◆ REQUIREMENTS
1/ Using the opinion, answer each of the following:
(a) Which court decided the case, and on what date?
(b) Which firm appeared for the respondents?
(c) What does ordinance 14-439 restrict, and how?
2/ Repeat the opinion word for word from "Ujka v. SturdevantAnnotate" down to "specifications of error.".

◆ DOCUMENT TEXT
•••

Ujka v. SturdevantAnnotate this Case
65 N.W.2d 292 (1954)
UJKA v. STURDEVANT et al.
Supreme Court of North Dakota.
July 2, 1954.
*293 Burnett, Bergesen, Conmy & Whittlesey, Fargo, for appellant.
Forbes & Forbes, Wahpeton, for respondents.
The main question upon this appeal is whether the City of Wahpeton had the power to enact its ordinance 14-439, which restricts the use of building lots by prescribing the proportions of lots which are to be left as side yards. The question arose upon plaintiff's action to enjoin the defendants, Virgil and Lucylle Sturdevant from violating the ordinance by building closer to the side boundary of their lot than the ordinance permitted. In this action the trial court ordered judgment for the defendants. Plaintiff has appealed from the judgment and has raised the issues upon appeal by specifications of error.

•••

◆ SUPPLIED INFORMATION
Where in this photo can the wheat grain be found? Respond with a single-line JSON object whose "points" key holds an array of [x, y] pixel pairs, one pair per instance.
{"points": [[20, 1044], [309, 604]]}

•••

◆ ANSWERS BELOW
1/
(a) The Supreme Court of North Dakota, on July 2, 1954.
(b) Forbes & Forbes, Wahpeton.
(c) It restricts the use of building lots by prescribing the proportions of lots that are to be left as side yards.

2/
Ujka v. SturdevantAnnotate this Case
65 N.W.2d 292 (1954)
UJKA v. STURDEVANT et al.
Supreme Court of North Dakota.
July 2, 1954.
*293 Burnett, Bergesen, Conmy & Whittlesey, Fargo, for appellant.
Forbes & Forbes, Wahpeton, for respondents.
The main question upon this appeal is whether the City of Wahpeton had the power to enact its ordinance 14-439, which restricts the use of building lots by prescribing the proportions of lots which are to be left as side yards. The question arose upon plaintiff's action to enjoin the defendants, Virgil and Lucylle Sturdevant from violating the ordinance by building closer to the side boundary of their lot than the ordinance permitted. In this action the trial court ordered judgment for the defendants. Plaintiff has appealed from the judgment and has raised the issues upon appeal by specifications of error.